-- START OF SOURCE EXCERPT --

[Mlir-commits] [mlir] 8dd0d95 - [mlir][nvgpu] Add `nvgpu.tma.async.store` (#77811)
llvmlistbot at llvm.org
llvmlistbot at llvm.org
Mon Jan 15 02:44:55 PST 2024
Author: Guray Ozen
Date: 2024-01-15T11:44:51+01:00
New Revision: 8dd0d95c7c022c05aa5ab519bab6b537714cd0e9
URL: https://github.com/llvm/llvm-project/commit/8dd0d95c7c022c05aa5ab519bab6b537714cd0e9
DIFF: https://github.com/llvm/llvm-project/commit/8dd0d95c7c022c05aa5ab519bab6b537714cd0e9.diff
LOG: [mlir][nvgpu] Add `nvgpu.tma.async.store` (#77811)
PR adds `nvgpu.tma.async.store` Op for asynchronous stores using the
Tensor Memory Access (TMA) unit.
It also implements Op lowering to NVVM dialect. The Op currently
performs asynchronous stores of a tile memory region from shared to
global memory for a single CTA.
Added:
Modified:
mlir/include/mlir/Dialect/NVGPU/IR/NVGPU.td
mlir/lib/Conversion/NVGPUToNVVM/NVGPUToNVVM.cpp
mlir/lib/Dialect/NVGPU/IR/NVGPUDialect.cpp
mlir/test/Conversion/NVGPUToNVVM/nvgpu-to-nvvm.mlir
Removed:
################################################################################
diff --git a/mlir/include/mlir/Dialect/NVGPU/IR/NVGPU.td b/mlir/include/mlir/Dialect/NVGPU/IR/NVGPU.td
index 7e139663d74b47..239a5f1e2bc298 100644
--- a/mlir/include/mlir/Dialect/NVGPU/IR/NVGPU.td
+++ b/mlir/include/mlir/Dialect/NVGPU/IR/NVGPU.td
@@ -661,6 +661,28 @@ def NVGPU_TmaAsyncLoadOp : NVGPU_Op<"tma.async.load", [AttrSizedOperandSegments]
}
+def NVGPU_TmaAsyncStoreOp : NVGPU_Op<"tma.async.store", [AttrSizedOperandSegments]> {
+ let summary = "TMA asynchronous store";
+ let description = [{
+ The Op store a tile memory region from global memory to shared memory by
+ Tensor Memory Access (TMA).

-- END OF SOURCE EXCERPT --
-- START OF DATA SUPPLIED --

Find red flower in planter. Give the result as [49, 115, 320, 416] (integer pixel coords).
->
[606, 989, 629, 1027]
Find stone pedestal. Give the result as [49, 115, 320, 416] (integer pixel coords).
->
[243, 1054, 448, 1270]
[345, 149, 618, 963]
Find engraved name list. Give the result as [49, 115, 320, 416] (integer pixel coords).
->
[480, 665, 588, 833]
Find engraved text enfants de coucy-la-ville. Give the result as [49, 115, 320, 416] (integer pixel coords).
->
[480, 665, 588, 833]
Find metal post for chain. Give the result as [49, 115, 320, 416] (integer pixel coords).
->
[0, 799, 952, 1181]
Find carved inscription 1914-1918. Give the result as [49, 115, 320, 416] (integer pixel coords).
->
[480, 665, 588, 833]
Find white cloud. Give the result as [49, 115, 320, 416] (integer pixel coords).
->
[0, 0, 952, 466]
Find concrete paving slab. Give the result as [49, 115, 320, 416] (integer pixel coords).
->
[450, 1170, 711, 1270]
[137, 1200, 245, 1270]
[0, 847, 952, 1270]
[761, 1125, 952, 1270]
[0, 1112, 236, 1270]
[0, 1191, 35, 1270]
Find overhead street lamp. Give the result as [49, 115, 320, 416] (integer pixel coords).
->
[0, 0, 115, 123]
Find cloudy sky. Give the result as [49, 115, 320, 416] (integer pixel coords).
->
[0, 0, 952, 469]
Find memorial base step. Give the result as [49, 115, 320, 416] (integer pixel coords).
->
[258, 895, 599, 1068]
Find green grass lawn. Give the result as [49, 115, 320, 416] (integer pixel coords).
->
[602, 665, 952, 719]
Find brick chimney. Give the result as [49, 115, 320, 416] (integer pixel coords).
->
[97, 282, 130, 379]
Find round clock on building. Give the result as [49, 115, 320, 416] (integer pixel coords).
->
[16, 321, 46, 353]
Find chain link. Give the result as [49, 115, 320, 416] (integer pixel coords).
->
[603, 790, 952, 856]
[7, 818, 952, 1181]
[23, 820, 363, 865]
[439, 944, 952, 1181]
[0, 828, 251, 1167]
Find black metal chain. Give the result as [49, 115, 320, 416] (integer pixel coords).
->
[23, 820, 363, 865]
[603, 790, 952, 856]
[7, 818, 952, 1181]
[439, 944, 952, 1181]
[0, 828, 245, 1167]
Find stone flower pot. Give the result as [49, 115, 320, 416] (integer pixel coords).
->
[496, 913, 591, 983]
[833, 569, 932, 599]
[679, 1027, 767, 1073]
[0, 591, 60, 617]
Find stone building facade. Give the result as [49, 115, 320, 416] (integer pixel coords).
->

-- END OF DATA SUPPLIED --

TO BE DONE:
1 > Answer these questions about the commit notice:
(a) Who is listed as the author?
(b) What does TMA stand for?
(c) To which dialect does the commit implement lowering of the Op?
2 > How many lines of the entries contain the string "chain"? Give only the number.

ANSWERS TO THE TASKS:
1 >
(a) Guray Ozen
(b) Tensor Memory Access
(c) The NVVM dialect

2 > 3